DOCUMENT PASSAGE:

****************************************

Back in February 2011, Peter Schooff of eBizQ.net asked a very important question, “How big is a process?” The very insightful comments that answer the question bring forth many interesting perspectives on the size of a process. Ranging from the length of a string to single “value chain” process, the debate is very enlightening.

However, outside these very pertinent arguments, I strongly believe the size of a process is all about management capacity. A “process” must be measureable and manageable. And it is best managed under a single process owner, ideally a CxO, allowing clear decision making to govern the process.

Many a time, in a desire to have an end-to-end view, organizations tend to meander towards large, complicated and sometimes complex processes. Cutting across the authority lines among different CxO’s, the process tends to become a broth with many cooks. I guess we all know what happens when many cooks come together for a single broth.

This also means that apart from the process diagram, no human element is able to comprehend or re-collect the process. It also results in loss of memory of the reasons the process has taken to become the maze it has turned out to be. At a time of change, intensive efforts are required to evaluate the process and more often than not this leads to process-fatigue.

So what is Management Capacity?

Management Capacity is the capacity, within which a CxO sets strategies, ensures execution, monitors performance and achieves objectives under the boundaries set by the demands of their function and corporate governance.

Obviously, to attain this we need to achieve the below:

  1. Each process must be manageable under a Single CxO Process Owner
  2. Each Process and its sub-processes must link to Enterprise KPIs under the respective CxO

In cases, where it is identified that a process spreads across more than one CxO, it is best to break it down and the process architecture changed to meet the above. The same principle applies when you go down to department level under a CxO.

An intangible element that also plays a key role is the CxO’s capability and ability to manage well. But, as we all know, good management is a pre-requisite to any good process to perform well.

So, if you want to get your processes performing, ensure they are defined and assigned under the right authority with the capacity to manage them.

****************************************

PROBLEM: The passage on process size defines Management Capacity. List every action that, under that definition, a CxO carries out within it. The rows that come next are separate material and are unrelated to the passage on process size.

****************************************

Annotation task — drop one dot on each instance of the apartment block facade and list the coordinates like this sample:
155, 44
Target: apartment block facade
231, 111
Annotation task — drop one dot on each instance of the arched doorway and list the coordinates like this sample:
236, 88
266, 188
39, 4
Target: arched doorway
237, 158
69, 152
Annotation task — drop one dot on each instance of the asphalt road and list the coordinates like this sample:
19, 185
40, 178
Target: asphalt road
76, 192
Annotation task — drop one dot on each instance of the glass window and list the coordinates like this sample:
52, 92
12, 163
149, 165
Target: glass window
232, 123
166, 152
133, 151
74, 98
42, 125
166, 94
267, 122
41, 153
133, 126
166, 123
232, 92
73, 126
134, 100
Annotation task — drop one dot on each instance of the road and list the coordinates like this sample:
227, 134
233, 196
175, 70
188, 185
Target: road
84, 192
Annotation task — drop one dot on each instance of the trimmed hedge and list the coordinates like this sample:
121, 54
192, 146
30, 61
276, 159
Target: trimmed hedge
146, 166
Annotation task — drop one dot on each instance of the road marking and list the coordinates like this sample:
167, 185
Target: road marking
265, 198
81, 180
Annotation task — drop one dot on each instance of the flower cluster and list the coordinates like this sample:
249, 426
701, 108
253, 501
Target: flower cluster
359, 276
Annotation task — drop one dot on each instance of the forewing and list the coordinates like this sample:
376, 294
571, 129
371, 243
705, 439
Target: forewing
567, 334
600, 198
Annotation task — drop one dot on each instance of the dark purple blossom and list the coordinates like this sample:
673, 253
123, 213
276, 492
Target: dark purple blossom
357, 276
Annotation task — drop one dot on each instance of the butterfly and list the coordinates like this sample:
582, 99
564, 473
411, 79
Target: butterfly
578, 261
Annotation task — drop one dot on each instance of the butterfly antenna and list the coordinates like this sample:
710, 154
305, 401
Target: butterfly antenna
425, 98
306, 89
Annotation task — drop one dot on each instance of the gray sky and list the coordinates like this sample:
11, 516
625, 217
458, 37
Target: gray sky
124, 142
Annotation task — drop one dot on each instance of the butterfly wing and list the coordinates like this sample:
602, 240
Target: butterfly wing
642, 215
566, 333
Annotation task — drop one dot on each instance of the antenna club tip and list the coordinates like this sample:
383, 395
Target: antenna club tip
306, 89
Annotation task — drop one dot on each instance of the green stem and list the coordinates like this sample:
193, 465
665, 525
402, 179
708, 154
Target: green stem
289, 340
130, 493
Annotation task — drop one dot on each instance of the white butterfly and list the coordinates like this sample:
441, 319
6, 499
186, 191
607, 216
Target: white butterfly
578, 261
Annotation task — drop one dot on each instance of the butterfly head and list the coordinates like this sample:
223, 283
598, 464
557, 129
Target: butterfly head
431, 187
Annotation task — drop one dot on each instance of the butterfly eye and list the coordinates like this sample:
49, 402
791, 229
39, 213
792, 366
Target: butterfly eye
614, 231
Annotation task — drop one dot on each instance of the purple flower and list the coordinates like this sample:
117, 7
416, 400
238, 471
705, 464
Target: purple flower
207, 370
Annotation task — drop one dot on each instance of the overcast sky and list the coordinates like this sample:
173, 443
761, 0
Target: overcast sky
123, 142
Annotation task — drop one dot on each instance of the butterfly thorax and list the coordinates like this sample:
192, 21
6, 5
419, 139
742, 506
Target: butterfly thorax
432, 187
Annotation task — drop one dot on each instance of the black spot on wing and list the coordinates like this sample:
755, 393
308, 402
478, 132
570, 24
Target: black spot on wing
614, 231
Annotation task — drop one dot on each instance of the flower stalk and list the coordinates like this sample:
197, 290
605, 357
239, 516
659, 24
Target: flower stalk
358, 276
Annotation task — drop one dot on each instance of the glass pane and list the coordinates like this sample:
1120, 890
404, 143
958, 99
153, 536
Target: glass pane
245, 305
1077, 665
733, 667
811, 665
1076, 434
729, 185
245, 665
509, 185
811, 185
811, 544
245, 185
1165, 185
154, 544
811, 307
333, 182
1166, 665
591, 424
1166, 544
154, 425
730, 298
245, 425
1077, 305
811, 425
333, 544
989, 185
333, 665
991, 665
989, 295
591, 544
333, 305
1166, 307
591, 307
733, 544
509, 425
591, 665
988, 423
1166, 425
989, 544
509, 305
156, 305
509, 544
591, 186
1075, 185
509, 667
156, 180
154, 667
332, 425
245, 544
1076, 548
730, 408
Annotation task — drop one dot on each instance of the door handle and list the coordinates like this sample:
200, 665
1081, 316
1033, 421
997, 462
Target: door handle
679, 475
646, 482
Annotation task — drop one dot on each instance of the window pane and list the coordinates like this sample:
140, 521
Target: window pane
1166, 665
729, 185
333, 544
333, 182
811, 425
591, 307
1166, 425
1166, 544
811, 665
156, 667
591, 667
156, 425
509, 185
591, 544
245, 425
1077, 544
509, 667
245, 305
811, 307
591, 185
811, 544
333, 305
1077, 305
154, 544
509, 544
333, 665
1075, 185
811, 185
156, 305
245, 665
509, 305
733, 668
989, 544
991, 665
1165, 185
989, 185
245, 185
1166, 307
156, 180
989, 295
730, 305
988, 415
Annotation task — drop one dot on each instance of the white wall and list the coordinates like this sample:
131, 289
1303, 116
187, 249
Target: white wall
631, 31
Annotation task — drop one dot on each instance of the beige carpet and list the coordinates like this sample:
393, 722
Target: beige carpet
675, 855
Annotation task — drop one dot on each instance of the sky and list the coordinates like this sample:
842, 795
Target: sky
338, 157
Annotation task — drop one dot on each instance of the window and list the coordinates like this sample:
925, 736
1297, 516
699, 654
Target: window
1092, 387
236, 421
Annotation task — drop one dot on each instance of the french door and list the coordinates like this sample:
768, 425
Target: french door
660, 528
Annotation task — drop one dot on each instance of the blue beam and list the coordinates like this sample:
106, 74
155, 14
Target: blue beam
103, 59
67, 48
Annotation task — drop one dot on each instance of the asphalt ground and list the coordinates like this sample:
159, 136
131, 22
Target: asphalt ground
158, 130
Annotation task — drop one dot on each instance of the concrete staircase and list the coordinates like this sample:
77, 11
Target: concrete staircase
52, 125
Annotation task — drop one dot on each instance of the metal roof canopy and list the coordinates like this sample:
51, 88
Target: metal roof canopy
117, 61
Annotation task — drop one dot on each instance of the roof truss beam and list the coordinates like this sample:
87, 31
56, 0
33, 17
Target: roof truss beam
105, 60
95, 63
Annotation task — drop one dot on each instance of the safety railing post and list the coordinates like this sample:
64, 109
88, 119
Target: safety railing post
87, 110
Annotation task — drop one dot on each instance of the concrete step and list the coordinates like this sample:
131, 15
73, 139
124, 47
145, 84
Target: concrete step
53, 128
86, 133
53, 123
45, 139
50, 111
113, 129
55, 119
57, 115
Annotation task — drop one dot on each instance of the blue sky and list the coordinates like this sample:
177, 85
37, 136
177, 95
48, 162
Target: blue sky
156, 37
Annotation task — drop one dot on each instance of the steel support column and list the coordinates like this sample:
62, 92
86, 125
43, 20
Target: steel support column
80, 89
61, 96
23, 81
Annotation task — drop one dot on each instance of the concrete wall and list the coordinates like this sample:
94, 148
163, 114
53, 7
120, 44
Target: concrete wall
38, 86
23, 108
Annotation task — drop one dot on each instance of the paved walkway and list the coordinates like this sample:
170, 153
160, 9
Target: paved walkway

****************************************

RESPONSE TO THE EXERCISE:
- Sets strategies
- Ensures execution
- Monitors performance
- Achieves objectives